Aim of the task: Revise all the records below by changing "indicate" to "mark" everywhere it occurs and leaving every other line untouched. Omit the pictures from your answer.

Dataset rows
>>
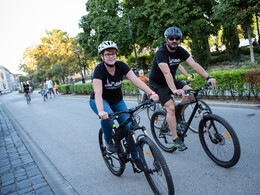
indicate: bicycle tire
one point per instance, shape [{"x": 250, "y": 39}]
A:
[
  {"x": 112, "y": 161},
  {"x": 219, "y": 140},
  {"x": 161, "y": 131},
  {"x": 194, "y": 126},
  {"x": 156, "y": 169}
]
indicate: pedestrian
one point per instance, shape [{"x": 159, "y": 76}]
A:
[
  {"x": 107, "y": 97},
  {"x": 56, "y": 88},
  {"x": 162, "y": 77},
  {"x": 254, "y": 42},
  {"x": 49, "y": 84},
  {"x": 216, "y": 47},
  {"x": 70, "y": 80}
]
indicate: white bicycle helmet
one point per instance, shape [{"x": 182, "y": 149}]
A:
[{"x": 106, "y": 45}]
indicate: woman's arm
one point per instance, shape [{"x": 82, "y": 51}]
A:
[
  {"x": 140, "y": 84},
  {"x": 97, "y": 86}
]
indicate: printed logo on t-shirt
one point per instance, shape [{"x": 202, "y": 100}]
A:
[
  {"x": 174, "y": 62},
  {"x": 112, "y": 84}
]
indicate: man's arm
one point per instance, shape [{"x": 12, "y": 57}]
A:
[
  {"x": 197, "y": 68},
  {"x": 169, "y": 78}
]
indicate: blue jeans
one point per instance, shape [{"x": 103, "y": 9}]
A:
[{"x": 107, "y": 125}]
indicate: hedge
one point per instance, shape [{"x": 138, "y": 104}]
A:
[{"x": 235, "y": 84}]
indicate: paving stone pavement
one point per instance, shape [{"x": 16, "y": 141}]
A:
[{"x": 19, "y": 174}]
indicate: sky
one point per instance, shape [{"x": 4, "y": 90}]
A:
[{"x": 24, "y": 22}]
<<
Worked solution:
mark: bicycle tire
one point per instance, shape [{"x": 250, "y": 39}]
A:
[
  {"x": 112, "y": 161},
  {"x": 219, "y": 140},
  {"x": 161, "y": 131},
  {"x": 194, "y": 126},
  {"x": 156, "y": 169}
]
mark: pedestrian
one point per instance, shape [{"x": 159, "y": 76}]
A:
[
  {"x": 107, "y": 97},
  {"x": 56, "y": 88},
  {"x": 162, "y": 77},
  {"x": 254, "y": 42},
  {"x": 49, "y": 84},
  {"x": 216, "y": 47},
  {"x": 70, "y": 80}
]
mark: white bicycle helmet
one point per instance, shape [{"x": 182, "y": 149}]
A:
[{"x": 106, "y": 45}]
mark: woman's arm
one point per instance, shape [{"x": 82, "y": 51}]
A:
[
  {"x": 140, "y": 84},
  {"x": 97, "y": 86}
]
mark: printed logo on t-shirt
one point per instance, shape [{"x": 202, "y": 100}]
A:
[
  {"x": 174, "y": 62},
  {"x": 112, "y": 84}
]
mark: man's arm
one point per instance, shape [{"x": 12, "y": 57}]
A:
[
  {"x": 197, "y": 68},
  {"x": 169, "y": 78}
]
mark: blue jeans
one point per instance, shape [{"x": 103, "y": 9}]
A:
[{"x": 107, "y": 125}]
mark: hedge
one point per instance, shape [{"x": 138, "y": 104}]
A:
[{"x": 235, "y": 84}]
mark: paving stone pavement
one point per instance, shape [{"x": 16, "y": 141}]
A:
[{"x": 19, "y": 174}]
mark: sky
one point per instance, shape [{"x": 4, "y": 90}]
A:
[{"x": 24, "y": 22}]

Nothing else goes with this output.